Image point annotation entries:
START

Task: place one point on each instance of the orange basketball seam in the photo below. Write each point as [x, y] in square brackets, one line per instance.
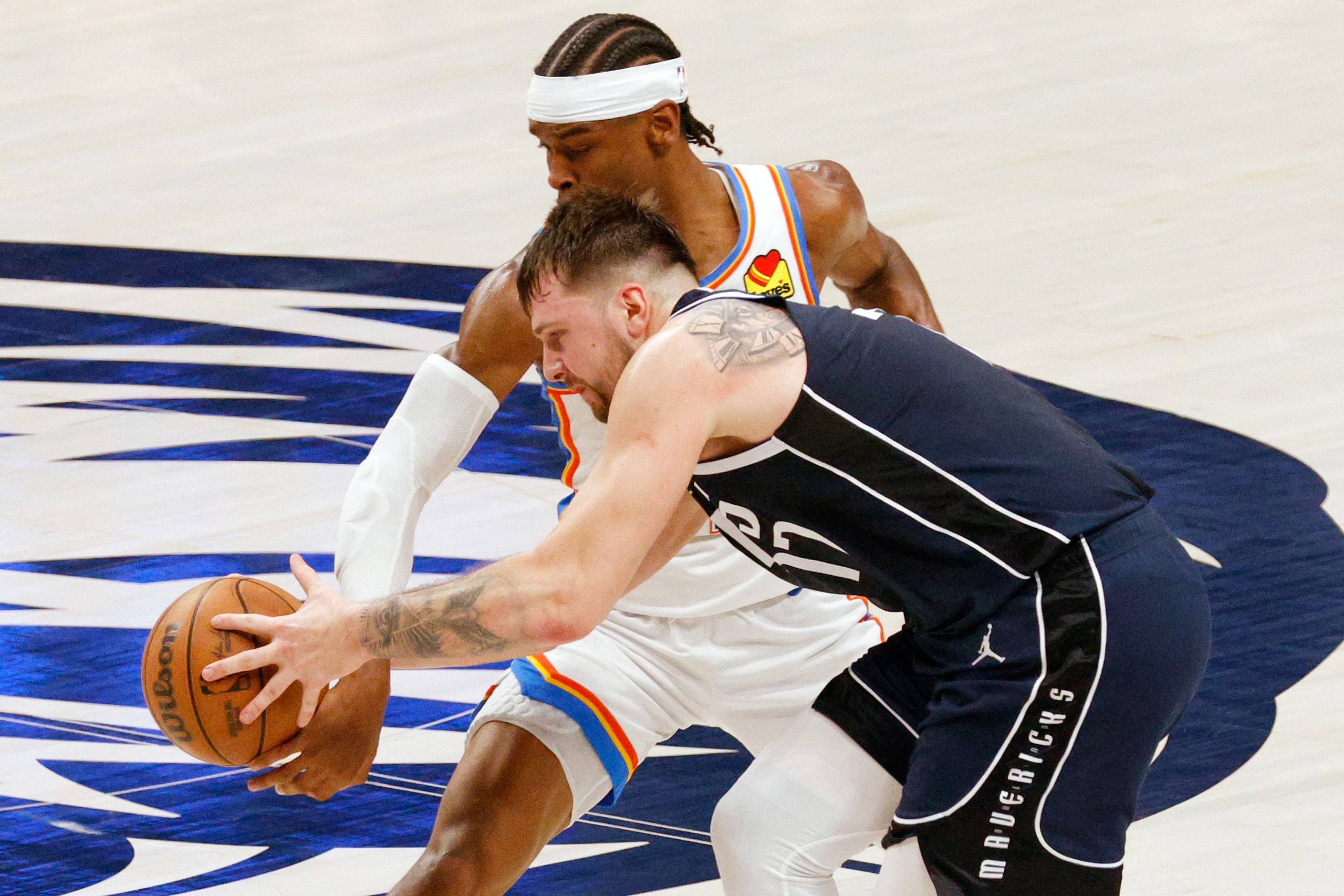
[191, 683]
[261, 674]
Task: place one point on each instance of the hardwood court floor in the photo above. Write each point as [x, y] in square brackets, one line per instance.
[1140, 202]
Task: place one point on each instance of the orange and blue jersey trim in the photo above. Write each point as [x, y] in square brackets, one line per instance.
[797, 233]
[869, 617]
[565, 427]
[746, 228]
[542, 683]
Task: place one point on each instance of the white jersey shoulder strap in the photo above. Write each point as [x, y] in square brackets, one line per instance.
[771, 256]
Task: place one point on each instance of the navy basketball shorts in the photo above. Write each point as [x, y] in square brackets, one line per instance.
[1023, 742]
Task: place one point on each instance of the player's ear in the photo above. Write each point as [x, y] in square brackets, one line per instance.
[665, 127]
[636, 309]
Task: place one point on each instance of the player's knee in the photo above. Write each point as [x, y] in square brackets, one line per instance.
[754, 834]
[452, 865]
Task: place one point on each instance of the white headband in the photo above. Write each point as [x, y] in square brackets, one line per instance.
[606, 94]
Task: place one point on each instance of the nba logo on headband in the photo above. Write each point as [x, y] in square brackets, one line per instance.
[605, 94]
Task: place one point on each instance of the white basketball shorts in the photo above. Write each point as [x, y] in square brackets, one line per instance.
[601, 703]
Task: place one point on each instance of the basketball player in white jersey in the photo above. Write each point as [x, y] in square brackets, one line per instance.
[708, 640]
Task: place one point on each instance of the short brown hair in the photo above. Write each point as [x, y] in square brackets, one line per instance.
[593, 231]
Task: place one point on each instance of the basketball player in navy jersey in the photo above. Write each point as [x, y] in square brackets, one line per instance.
[1055, 626]
[569, 727]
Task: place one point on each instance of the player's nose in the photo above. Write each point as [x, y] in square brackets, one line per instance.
[560, 177]
[553, 367]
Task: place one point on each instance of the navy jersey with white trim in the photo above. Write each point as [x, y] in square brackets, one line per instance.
[912, 472]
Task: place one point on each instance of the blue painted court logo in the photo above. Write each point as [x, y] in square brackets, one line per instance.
[93, 800]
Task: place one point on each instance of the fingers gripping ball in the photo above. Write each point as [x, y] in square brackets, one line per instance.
[202, 717]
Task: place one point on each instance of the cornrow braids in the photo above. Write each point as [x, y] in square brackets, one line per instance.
[608, 42]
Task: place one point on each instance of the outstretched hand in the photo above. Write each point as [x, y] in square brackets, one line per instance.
[313, 646]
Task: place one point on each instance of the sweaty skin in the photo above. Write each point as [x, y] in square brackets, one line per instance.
[644, 156]
[632, 515]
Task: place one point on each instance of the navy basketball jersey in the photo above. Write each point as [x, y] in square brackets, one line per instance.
[912, 472]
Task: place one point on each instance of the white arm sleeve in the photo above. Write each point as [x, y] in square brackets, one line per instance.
[436, 425]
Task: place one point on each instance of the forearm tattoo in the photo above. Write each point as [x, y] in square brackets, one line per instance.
[436, 621]
[745, 333]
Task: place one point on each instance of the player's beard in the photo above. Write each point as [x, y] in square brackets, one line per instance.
[597, 399]
[600, 398]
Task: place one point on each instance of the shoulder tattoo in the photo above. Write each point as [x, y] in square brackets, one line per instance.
[746, 333]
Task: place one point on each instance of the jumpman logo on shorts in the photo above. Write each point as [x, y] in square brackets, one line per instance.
[986, 651]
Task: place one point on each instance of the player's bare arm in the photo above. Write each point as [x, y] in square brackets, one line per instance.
[867, 265]
[495, 340]
[734, 385]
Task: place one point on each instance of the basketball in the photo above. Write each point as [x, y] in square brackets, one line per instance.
[202, 717]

END

Quote in full the listing given above; the images are to be left out.

Finished task:
Task: place one point on each instance of the orange basketball seam in the photo below. Write each point as [x, y] in square brackets, one line per instance.
[191, 683]
[261, 674]
Task: place one point on each instance of the hardwood court floor in the photo above. Write each point as [x, y] in square brackets, one line per instance.
[1140, 202]
Task: place one point on each instance of the orange and blue jersey trim in the photo above. Write each point as [x, y] in square brackets, one line per instance.
[797, 233]
[869, 617]
[565, 427]
[746, 228]
[542, 683]
Task: place one point on each instance of the white jersey shoulder strap in the photo above. Write each point as [x, y] in square brackets, one line per instance.
[771, 256]
Task: place one point on each instance of the navy basketball shorts in the photo above. Write each point as [x, y] in square brackets, one line per instance.
[1023, 742]
Task: place one point on each instance of the player's ear in the photo above. Write each point as [x, y] in square brackets, one line per instance.
[665, 127]
[636, 309]
Task: place one point on each instance of the player's knee in the photo above. Write each point as [x, y] in square brackets, one line per instance.
[754, 834]
[452, 865]
Task: place one point on each instance of the white headband in the photo above. Write each point as [x, y] in square brackets, one line per instance.
[606, 94]
Task: place one point on each instance of the nba logo on headband in the photo above. Write each point as [x, y] in square brackets, one line per instance.
[605, 94]
Task: place one point on each instance of the white basketball shorts in the photo above. Write each point as [x, y] in square brackets, one line per instance.
[601, 703]
Task: place one point on each instance of the basketball player in white jersey in the photo above. Write each point as [x, y] in square brackets, one line per instance.
[708, 640]
Task: place one point on each instance of the short brown hair in the photo above. Write each point as [x, y] in square brackets, one line per instance.
[593, 231]
Task: place one point on each instance of the basketball player in navy jersey in the photo above. Write each point as [x, y] in square brackets, one line per instance.
[1055, 626]
[569, 727]
Task: place one point on each instance of the player's nose in the photo above. Write each point as [x, y] in square brackets, one line per instance.
[560, 177]
[553, 367]
Task: place one point on each instance of the navy jersey with white trim in the photo above. Write each point as [x, y] in square brackets, one line per instance.
[912, 472]
Task: place one point on each instance of the blue painted court logo in the photo above. Write each point as [x, y] in square brackets, one line per instance.
[93, 800]
Task: place one point on each instance of the fingers gripping ball in the photo above. Write each point as [x, y] in square brackets, one line per instance.
[202, 717]
Task: place one point on each instance of the cornrow braids in the photo above. Write each point as [x, y] in square brackets, one line per instance.
[608, 42]
Task: place one point on each instance of the outstretched hand in the photo above. Write each point as [x, y] in square brackets, one line per instance.
[313, 646]
Task: place one point on each instance of the sweaty skin in the photo above. Write each point as [x, y] in square brackets, one line per instance.
[644, 156]
[632, 515]
Task: place one point on each instance of the navy basketball jersey in the photo above. Write each point as [x, y] in square brackets, one line per instance.
[912, 472]
Task: place one point on each instance of the white arm sleeve in the photo above. Write each point as [x, y] in square brackets, one line per instance.
[436, 425]
Task: place one point on each instance of the forearm tattoo in the photo above. Write each point as [x, y] in square brackets, one line per instance.
[436, 621]
[745, 333]
Task: place one point on each instance of the player's beard in the photo above. Write each point as [x, y] in square brackets, one line per instance.
[597, 399]
[600, 398]
Task: place one point on each instance of the shoulder tattoo in the photo above. Write each point as [x, y] in square brackets, one line per instance.
[746, 333]
Task: place one point on each instance of the jumpman logo on shorts in the photo above. Write each point as [x, y] in square brackets, one line per instance.
[986, 651]
Task: place one point on each instance of the player's bare arm in the photo above. Write each point as [x, y] in square brackets, one line per instance.
[867, 265]
[495, 340]
[734, 385]
Task: place one point on each instance of the basketball in the photo above. Write each point as [x, y] in square brackets, one line per instance.
[202, 717]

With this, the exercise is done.